• **Actions demandées**:
(a) Répondez à ces questions d'après le texte sur l'État marxiste-léniniste :
(i) Quel est l'objectif ultime mentionné ?
(ii) Pour Marx, de quelle classe l'État est-il l'outil de domination, et sur quelle classe s'exerce-t-elle ?
(iii) Avec l'approche pragmatique de Lénine, où le pouvoir est-il centralisé ?
(b) Reprenez le texte sur l'État marxiste-léniniste après sa dernière phrase et poursuivez-le.

• **Texte extrait**:
^^^^^^^^^^^^^^^^
2) L’État marxiste-léniniste

L’État marxiste-léniniste s’inscrit dans une analyse des luttes des classes, où l’État est vu comme un instrument de domination d’une classe sur une autre. L’objectif ultime est la disparition de l’État.

  • Marx et l’État :

    • L’État est l’outil de domination de la bourgeoisie sur le prolétariat.
    • Étapes de transformation :
      1. Dictature du prolétariat : Le pouvoir est confié à la classe ouvrière pour renverser l’ordre établi.
      2. Dépérissement de l’État : L’État, devenu inutile, disparaît au profit d’une société sans classes, où les moyens de production sont collectivisés.
  • Lénine et la Russie soviétique :

    • En 1917, Lénine adapte les théories de Marx au contexte russe.
    • Approche pragmatique : Le pouvoir est centralisé au sein du Parti communiste, et non du prolétariat.
^^^^^^^^^^^^^^^^
• **Données fournies**:
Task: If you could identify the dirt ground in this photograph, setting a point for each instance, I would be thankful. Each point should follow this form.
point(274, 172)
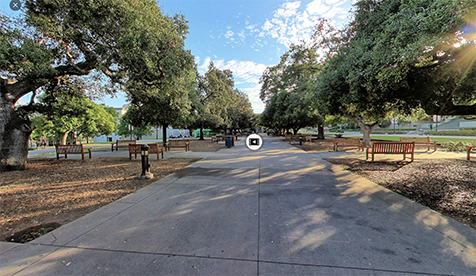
^^^^^^^^^^^^^^^^
• **Réponses par tâche**:
(a)
(i) La disparition de l'État.
(ii) De la bourgeoisie, sur le prolétariat.
(iii) Au sein du Parti communiste, et non du prolétariat.

(b)
    • Le parti devient le véritable détenteur du pouvoir, un système d’État-parti.
  • Staline et le totalitarisme :

    • Sous Staline, l’État devient totalitaire, s’éloignant des idéaux marxistes. L’appareil d’État contrôle tous les aspects de la vie sociale et politique.
  • L’anarchisme, un rejet total de l’État :

    • Contrairement aux marxistes, les anarchistes prônent la disparition immédiate de l’État, qu’ils considèrent comme un obstacle à la liberté.
    • Bakounine, dans Dieu et l’État (1871), critique l’État comme une institution oppressive, imposant ses règles par la force.

3) L’État totalitaire

L’État totalitaire est caractérisé par une absorption totale de l’individu au profit de l’État, avec une soumission absolue à une idéologie.

  • Principes fondamentaux :

    • Mussolini : « Rien en dehors de l’État, rien contre l’État, tout dans l’État. »
    • L’État totalitaire détruit l’individualité, soumet les citoyens et mobilise toute la société au service de son idéologie.
  • Analyse de Raymond Aron (1965) : Dans Démocratie et Totalitarisme, Aron identifie cinq caractéristiques principales :

    1. Parti unique disposant du monopole politique.
    2. Idéologie d’État, imposée comme vérité absolue.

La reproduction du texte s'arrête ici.